### Task prompt
Collect every line of the records that contains the string "trim" and list those lines.

Dataset rows

::::::::::

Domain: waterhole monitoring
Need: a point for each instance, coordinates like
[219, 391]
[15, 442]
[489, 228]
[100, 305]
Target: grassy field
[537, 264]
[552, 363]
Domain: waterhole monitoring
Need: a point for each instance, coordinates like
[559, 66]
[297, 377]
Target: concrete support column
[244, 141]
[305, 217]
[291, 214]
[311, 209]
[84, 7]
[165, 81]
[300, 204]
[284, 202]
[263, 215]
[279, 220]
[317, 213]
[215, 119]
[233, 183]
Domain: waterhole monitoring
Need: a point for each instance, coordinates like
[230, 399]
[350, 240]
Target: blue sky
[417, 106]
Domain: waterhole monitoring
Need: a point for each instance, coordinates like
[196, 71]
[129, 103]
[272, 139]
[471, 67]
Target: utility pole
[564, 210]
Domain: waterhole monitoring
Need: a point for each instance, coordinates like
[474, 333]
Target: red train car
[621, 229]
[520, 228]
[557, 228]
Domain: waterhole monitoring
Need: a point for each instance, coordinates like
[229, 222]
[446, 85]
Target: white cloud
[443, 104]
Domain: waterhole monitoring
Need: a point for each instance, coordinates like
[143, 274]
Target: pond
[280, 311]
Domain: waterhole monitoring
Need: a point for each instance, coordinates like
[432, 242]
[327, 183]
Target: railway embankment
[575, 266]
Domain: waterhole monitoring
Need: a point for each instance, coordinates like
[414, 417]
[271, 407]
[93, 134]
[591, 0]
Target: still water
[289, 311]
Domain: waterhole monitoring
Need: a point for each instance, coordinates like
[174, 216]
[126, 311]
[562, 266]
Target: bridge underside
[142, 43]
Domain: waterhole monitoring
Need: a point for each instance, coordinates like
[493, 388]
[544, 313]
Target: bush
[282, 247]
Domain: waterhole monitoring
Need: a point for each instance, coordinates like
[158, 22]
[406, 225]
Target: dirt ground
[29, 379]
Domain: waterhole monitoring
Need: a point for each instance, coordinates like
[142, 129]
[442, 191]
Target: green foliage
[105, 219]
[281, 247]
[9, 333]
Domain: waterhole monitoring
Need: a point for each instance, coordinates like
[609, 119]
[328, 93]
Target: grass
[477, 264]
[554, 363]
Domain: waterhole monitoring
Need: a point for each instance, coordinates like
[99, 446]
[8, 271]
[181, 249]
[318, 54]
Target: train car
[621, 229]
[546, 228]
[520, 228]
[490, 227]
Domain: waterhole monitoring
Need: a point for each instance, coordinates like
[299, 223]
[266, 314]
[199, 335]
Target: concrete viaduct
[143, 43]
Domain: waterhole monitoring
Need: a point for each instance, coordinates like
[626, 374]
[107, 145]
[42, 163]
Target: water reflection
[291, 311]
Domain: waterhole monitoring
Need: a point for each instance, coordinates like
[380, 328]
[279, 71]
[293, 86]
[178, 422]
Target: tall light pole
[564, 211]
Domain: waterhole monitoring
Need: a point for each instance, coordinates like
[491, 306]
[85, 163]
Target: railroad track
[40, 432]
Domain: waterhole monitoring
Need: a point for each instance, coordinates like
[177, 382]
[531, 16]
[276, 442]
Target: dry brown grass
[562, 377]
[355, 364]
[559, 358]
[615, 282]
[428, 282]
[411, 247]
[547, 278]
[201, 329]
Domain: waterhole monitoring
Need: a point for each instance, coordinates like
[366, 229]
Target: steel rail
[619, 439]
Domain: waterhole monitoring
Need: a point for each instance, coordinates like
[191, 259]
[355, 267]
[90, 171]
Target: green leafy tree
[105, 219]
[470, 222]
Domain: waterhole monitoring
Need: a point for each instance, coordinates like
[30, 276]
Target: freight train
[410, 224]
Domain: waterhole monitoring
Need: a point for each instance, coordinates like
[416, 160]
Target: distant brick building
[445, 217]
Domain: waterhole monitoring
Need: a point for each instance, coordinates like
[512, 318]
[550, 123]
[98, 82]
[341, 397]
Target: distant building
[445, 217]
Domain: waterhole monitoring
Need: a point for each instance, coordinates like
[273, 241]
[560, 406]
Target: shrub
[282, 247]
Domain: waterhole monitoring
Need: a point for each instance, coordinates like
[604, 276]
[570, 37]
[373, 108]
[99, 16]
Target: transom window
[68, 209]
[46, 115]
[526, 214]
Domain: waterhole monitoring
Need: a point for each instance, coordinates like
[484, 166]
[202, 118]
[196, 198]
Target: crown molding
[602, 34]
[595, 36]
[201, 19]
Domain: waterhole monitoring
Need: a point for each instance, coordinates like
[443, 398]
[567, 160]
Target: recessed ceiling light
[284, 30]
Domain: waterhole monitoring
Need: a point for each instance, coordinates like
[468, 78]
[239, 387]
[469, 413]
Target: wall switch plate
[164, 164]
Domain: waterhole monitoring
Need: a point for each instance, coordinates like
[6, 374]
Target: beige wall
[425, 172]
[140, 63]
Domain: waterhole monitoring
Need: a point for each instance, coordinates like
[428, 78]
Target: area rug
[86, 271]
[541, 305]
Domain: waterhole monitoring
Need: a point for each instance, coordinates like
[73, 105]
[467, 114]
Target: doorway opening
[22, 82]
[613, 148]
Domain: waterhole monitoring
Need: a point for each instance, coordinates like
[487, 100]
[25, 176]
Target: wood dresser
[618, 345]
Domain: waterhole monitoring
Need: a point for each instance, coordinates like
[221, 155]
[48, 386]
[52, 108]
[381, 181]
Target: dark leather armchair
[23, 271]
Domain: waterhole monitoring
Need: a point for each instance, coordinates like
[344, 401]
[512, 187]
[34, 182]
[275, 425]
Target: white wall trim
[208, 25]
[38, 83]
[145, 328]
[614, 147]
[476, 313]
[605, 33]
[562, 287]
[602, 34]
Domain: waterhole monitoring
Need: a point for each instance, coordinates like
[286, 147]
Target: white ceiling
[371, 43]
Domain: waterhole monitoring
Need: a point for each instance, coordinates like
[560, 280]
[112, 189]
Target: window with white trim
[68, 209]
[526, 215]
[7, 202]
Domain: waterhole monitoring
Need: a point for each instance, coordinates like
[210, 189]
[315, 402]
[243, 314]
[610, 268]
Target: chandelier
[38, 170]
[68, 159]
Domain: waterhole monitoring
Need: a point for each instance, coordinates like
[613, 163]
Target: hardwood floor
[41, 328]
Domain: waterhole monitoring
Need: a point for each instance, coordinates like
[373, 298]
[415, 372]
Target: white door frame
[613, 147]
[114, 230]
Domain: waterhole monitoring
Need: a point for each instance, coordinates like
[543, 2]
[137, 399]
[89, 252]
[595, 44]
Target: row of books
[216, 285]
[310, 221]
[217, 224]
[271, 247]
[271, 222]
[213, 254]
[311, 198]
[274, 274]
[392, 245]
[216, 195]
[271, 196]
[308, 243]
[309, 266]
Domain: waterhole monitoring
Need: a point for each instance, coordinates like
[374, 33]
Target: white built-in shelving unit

::::::::::

### Solution for this exercise
Target: white wall trim
Target: window with white trim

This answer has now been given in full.